* Objective
Write out each line exactly as it stands, please.

........

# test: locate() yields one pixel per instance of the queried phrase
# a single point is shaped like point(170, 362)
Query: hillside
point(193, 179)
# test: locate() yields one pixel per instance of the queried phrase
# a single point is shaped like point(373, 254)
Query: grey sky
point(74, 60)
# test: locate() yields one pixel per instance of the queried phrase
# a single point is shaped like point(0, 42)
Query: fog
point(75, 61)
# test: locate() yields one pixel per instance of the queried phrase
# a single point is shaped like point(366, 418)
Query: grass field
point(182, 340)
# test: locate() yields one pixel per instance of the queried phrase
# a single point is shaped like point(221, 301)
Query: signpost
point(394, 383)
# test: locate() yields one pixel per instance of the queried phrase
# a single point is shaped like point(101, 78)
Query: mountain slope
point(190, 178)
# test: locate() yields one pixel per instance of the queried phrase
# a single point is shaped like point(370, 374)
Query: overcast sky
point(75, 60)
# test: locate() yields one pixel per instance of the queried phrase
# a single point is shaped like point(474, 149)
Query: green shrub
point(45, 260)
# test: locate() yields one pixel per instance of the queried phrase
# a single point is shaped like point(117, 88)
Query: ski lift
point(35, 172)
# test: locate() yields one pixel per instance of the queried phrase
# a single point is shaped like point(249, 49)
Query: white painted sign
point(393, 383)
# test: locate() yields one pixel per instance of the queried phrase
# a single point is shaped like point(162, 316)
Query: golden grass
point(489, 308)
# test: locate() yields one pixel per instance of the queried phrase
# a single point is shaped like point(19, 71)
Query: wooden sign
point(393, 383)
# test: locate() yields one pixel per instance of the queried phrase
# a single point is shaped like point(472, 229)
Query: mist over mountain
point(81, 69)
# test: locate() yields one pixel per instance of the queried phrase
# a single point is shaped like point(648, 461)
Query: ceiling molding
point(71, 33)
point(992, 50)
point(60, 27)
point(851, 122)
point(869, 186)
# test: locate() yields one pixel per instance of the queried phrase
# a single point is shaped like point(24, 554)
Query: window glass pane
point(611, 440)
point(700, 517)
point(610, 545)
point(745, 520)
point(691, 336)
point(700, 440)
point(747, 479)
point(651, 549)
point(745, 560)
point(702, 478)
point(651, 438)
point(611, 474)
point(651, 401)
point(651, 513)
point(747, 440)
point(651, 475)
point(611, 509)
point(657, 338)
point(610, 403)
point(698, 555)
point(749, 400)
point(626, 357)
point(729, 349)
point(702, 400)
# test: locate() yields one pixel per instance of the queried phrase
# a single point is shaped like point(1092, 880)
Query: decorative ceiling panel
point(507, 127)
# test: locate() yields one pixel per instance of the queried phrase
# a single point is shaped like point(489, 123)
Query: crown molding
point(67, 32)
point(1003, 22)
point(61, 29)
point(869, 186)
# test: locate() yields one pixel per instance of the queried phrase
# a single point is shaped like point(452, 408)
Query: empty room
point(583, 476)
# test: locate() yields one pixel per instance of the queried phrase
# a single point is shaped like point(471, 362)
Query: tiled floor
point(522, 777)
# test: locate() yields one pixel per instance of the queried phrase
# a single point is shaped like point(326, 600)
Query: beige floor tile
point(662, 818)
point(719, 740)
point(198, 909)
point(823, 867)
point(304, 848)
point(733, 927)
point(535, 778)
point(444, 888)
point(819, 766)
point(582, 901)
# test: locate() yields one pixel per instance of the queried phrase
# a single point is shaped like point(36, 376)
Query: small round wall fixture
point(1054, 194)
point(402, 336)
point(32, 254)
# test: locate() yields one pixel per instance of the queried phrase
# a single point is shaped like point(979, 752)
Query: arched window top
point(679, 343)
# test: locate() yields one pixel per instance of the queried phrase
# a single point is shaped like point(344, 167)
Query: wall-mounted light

........

* Task response
# test: locate() yields one pixel per instance of the queried phrase
# a single point is shaped like point(170, 362)
Query: hillside
point(193, 179)
# test: locate() yields one pixel per instance of the queried phrase
# a single point is shaped like point(373, 254)
Query: grey sky
point(74, 60)
# test: locate() yields one pixel per instance of the queried phrase
# a single point is shaped like point(0, 42)
Query: fog
point(75, 61)
# test: locate() yields one pixel per instance of the queried phrase
# a single point is shaped like point(366, 418)
Query: grass field
point(182, 340)
# test: locate() yields one pixel per instance of the queried phrase
# a single point is shaped like point(221, 301)
Query: signpost
point(394, 383)
# test: locate() yields one pixel per instance of the queried phrase
# a single point is shaped like point(101, 78)
Query: mountain slope
point(190, 178)
# test: locate() yields one pixel per instance of the queried phrase
# a single point is shaped like point(370, 374)
Query: overcast sky
point(75, 60)
# test: locate() yields one pixel per instance of the queried phrase
# a single point is shaped like point(474, 149)
Query: green shrub
point(45, 260)
# test: locate() yields one pixel per instance of the queried phrase
# a single point is shaped like point(117, 88)
Query: ski lift
point(35, 172)
# test: locate() yields one pixel per instance of the queried phrase
# a single point is shaped like point(249, 49)
Query: white painted sign
point(393, 383)
# test: locate() yields one pixel per instance of the queried phrase
# a single point is shaped like point(162, 316)
Query: golden grass
point(489, 308)
# test: locate() yields one pixel per instance of the queried phrase
# a single point is shaped like point(19, 71)
Query: wooden sign
point(393, 383)
# test: locate() yields one pixel per instance of the queried phrase
# a single point is shaped like point(472, 229)
Query: mist over mountain
point(81, 69)
# test: locate() yields one pixel per instance of the queried phrase
# a single point is shaped like point(648, 461)
Query: ceiling molding
point(71, 33)
point(992, 50)
point(60, 27)
point(851, 122)
point(869, 186)
# test: locate() yields one pixel per instance of the queried phrase
# a single point is shaped like point(24, 554)
Query: window glass pane
point(611, 440)
point(700, 517)
point(610, 545)
point(745, 520)
point(691, 336)
point(700, 440)
point(747, 479)
point(651, 549)
point(745, 560)
point(702, 478)
point(651, 438)
point(611, 474)
point(651, 401)
point(651, 513)
point(747, 440)
point(651, 475)
point(611, 509)
point(657, 338)
point(610, 403)
point(698, 555)
point(749, 400)
point(626, 357)
point(729, 349)
point(702, 400)
# test: locate() yields one pixel per instance of the queried phrase
# a single point is shaped like point(1092, 880)
Query: decorative ceiling panel
point(507, 127)
# test: locate() yields one pixel per instance of the queried phrase
# a single point is shaped like point(489, 123)
Query: crown molding
point(67, 32)
point(1003, 22)
point(61, 29)
point(869, 186)
# test: locate() yields one pixel per instance of the queried phrase
# a single point is shaped like point(452, 408)
Query: empty room
point(583, 476)
# test: locate() yields one pixel per instance of the queried phrase
# a single point is shaped like point(471, 362)
Query: tiled floor
point(522, 777)
# test: locate() yields one pixel per instance of the queried phrase
# a single point is shaped like point(326, 600)
Query: beige floor tile
point(662, 818)
point(719, 740)
point(198, 909)
point(823, 867)
point(304, 848)
point(733, 927)
point(535, 778)
point(444, 888)
point(819, 766)
point(582, 901)
# test: locate() yields one pixel per instance of the queried phrase
# a single point is shaped like point(36, 376)
Query: small round wall fixture
point(1054, 194)
point(402, 336)
point(32, 254)
# test: locate() yields one pixel per instance of the queried phrase
# a single point is shaped like point(979, 752)
Query: arched window top
point(679, 343)
# test: locate() yields one pixel per instance of the queried phrase
# a single point is shaped like point(344, 167)
Query: wall-mounted light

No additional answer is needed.